-- START Selected excerpt --

These remarks, are the more noteworthy, because Mr. McLean, is now supposed, by persons of high position in New Zealand, to be labouring with the Governor and Native Minister, "to make it appear that the claims of tribal right, and the right of the hapu, rest only on the 'strong arm,'" (Fox's War in New Zealand, p. 27; see also above, p. 4.)

The Constitution Act (15 & 16 Vict., cap. lxxii) provides only for the purchase "from the Aboriginal Natives" of "land of or belonging to, or used or occupied by them in common as Tribes or Communities," (sect. 73) and the preamble of the Bill which passed the House of Lords, but was withdrawn on the motion for its second reading in the House of Commons in 1860, recites as a reason for further legislation, that in the above Act "no provision is made in respect of land belonging to any of the said Aboriginal Natives, otherwise than as Tribes or Communities."

-- END Selected excerpt --
-- START Provided information --

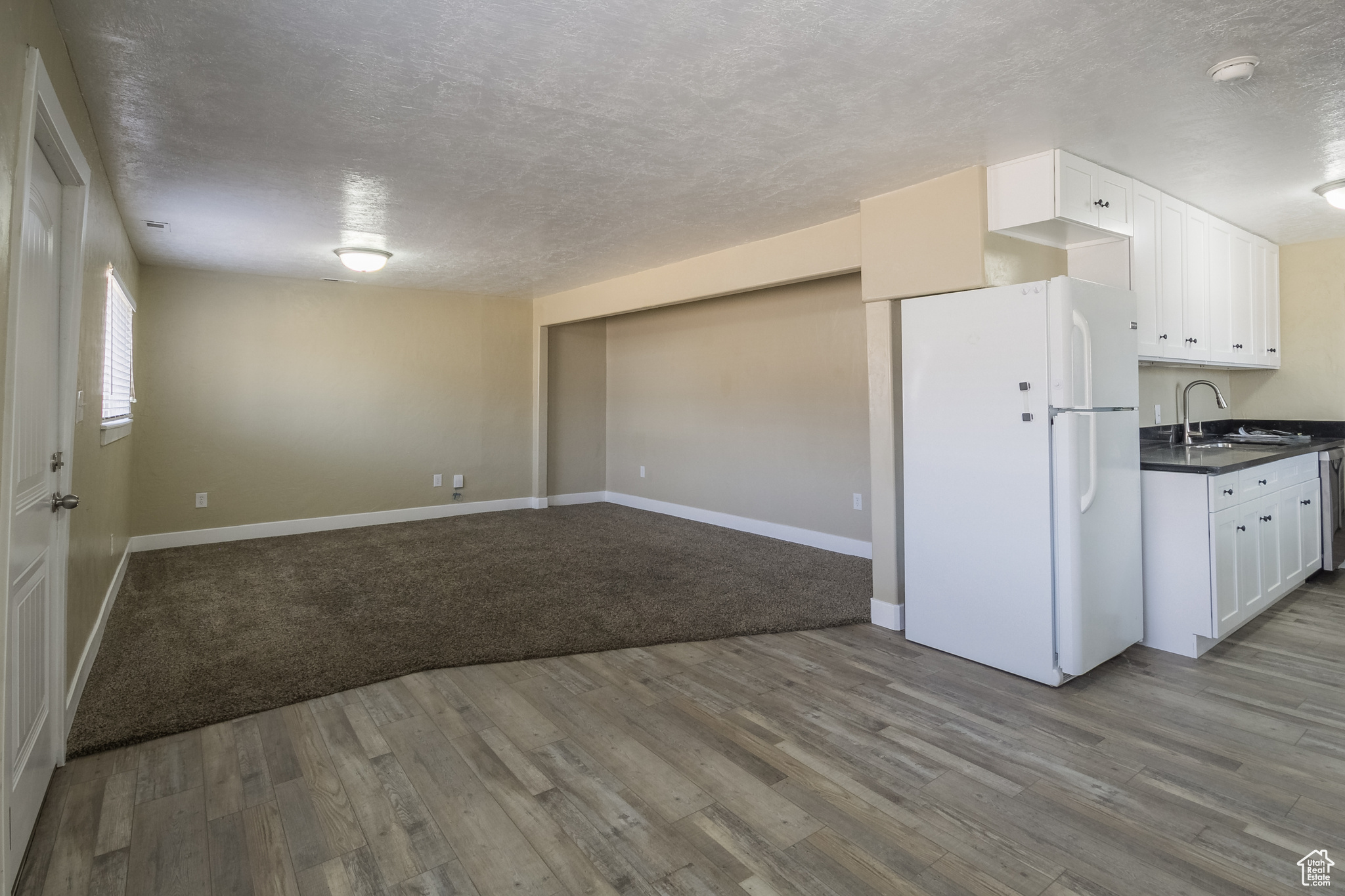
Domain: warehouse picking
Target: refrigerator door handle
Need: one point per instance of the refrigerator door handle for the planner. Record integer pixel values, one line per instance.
(1087, 498)
(1082, 326)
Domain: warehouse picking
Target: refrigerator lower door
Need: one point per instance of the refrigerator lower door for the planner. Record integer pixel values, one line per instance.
(1099, 581)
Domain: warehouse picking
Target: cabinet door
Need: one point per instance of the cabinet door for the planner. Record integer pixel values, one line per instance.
(1114, 200)
(1248, 562)
(1223, 536)
(1220, 291)
(1196, 305)
(1143, 272)
(1242, 278)
(1310, 524)
(1268, 538)
(1076, 188)
(1172, 276)
(1269, 312)
(1290, 523)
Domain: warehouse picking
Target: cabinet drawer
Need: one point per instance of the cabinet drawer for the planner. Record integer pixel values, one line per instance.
(1223, 490)
(1259, 480)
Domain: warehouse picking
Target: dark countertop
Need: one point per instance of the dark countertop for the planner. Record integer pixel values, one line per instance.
(1157, 453)
(1180, 458)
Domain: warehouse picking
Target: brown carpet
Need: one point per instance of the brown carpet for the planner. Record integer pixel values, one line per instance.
(215, 631)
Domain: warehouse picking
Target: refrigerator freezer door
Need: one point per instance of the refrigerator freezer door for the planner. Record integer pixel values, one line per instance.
(1094, 345)
(1099, 586)
(977, 477)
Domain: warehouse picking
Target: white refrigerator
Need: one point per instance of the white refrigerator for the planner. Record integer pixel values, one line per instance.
(1021, 476)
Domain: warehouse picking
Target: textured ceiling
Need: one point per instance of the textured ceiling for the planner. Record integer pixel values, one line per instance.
(521, 147)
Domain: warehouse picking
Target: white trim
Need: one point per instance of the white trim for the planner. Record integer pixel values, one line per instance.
(577, 498)
(95, 641)
(888, 616)
(825, 540)
(322, 524)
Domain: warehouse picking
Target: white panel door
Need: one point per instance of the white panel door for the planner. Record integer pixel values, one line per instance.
(1076, 188)
(1268, 303)
(1248, 563)
(1310, 524)
(1196, 305)
(1172, 276)
(1220, 292)
(30, 738)
(1099, 563)
(1290, 538)
(1223, 532)
(978, 566)
(1268, 540)
(1143, 272)
(1115, 195)
(1242, 278)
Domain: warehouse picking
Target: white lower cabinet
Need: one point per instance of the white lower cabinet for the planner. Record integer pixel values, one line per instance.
(1220, 550)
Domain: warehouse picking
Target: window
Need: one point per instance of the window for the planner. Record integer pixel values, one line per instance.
(119, 379)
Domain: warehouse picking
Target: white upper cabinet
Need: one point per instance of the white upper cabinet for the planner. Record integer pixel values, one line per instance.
(1143, 272)
(1208, 292)
(1059, 199)
(1196, 309)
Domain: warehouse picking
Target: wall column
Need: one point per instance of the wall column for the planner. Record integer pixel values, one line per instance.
(541, 343)
(884, 350)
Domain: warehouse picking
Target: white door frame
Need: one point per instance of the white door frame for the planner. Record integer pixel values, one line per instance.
(45, 124)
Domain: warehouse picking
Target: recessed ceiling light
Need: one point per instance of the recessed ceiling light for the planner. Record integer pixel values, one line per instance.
(363, 259)
(1232, 70)
(1333, 192)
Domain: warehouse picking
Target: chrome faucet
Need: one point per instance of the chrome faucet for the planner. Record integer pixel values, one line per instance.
(1185, 406)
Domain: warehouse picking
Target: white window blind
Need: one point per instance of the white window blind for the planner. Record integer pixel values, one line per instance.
(119, 379)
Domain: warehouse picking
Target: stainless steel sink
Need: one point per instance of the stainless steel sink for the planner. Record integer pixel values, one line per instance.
(1248, 445)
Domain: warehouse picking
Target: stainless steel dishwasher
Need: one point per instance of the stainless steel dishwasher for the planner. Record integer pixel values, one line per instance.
(1333, 508)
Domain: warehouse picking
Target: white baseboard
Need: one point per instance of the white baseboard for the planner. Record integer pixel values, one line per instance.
(825, 540)
(837, 543)
(577, 498)
(889, 616)
(95, 641)
(324, 523)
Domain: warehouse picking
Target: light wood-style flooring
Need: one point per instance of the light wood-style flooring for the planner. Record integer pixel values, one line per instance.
(833, 762)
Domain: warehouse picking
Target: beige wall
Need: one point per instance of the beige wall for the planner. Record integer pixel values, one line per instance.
(1310, 385)
(752, 405)
(101, 476)
(291, 398)
(576, 454)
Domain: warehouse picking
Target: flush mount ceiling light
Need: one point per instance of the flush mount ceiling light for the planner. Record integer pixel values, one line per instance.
(363, 259)
(1229, 72)
(1333, 192)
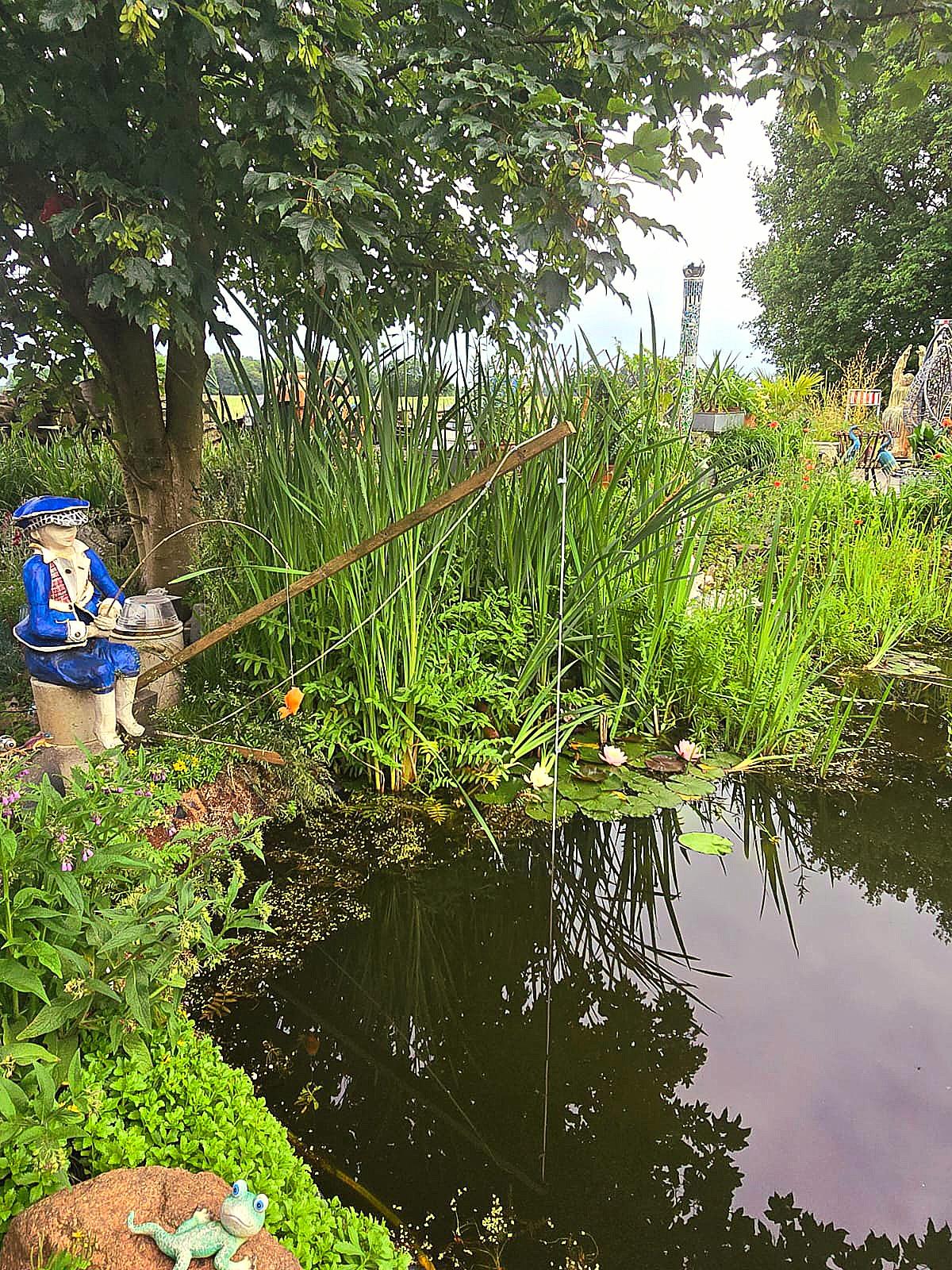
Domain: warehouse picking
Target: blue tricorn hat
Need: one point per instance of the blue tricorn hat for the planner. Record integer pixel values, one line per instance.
(51, 510)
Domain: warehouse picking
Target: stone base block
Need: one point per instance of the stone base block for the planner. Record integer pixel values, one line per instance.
(65, 714)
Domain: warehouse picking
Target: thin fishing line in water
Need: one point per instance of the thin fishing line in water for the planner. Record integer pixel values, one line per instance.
(550, 959)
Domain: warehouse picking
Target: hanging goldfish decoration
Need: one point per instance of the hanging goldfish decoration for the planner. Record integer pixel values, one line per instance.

-- END Provided information --

## Given request A
List each person or office holder that the passage on New Zealand land claims refers to by name or title.
## Given request B
Answer these questions from the passage on New Zealand land claims, each on its own line:
(i) Which section of the Constitution Act is cited?
(ii) In what year was the Bill withdrawn in the House of Commons?
(iii) Which page of Fox's War in New Zealand is cited?
## Given request C
Carry the passage on New Zealand land claims further, picking up after its last sentence.
These rows come from a separate source.

## Task response A
Mr. McLean, the Governor, the Native Minister, Fox

## Task response B
(i) Section 73
(ii) 1860
(iii) Page 27

## Task response C
It may be fairly inferred that the omission arose out of a deliberate design, whether of policy or from a better knowledge of New Zealand tenures, and was not an oversight; for, in the Land Claims Ordinance of June 9, 1811, which must have been in the hands of the framers of this bill, "purchases or pretended purchases" from individuals are recited as having been made previously to the treaty of Waitangi. 2

In January, 1842, Lord John Russell wrote:--"It would appear to be the custom or understanding of the natives, that the lands of each tribe are a species of common property, which can be alienated on behalf of the tribe, only by the concurrent acts of its various chiefs." (Parl. Papers, May, 1811, p. 52.)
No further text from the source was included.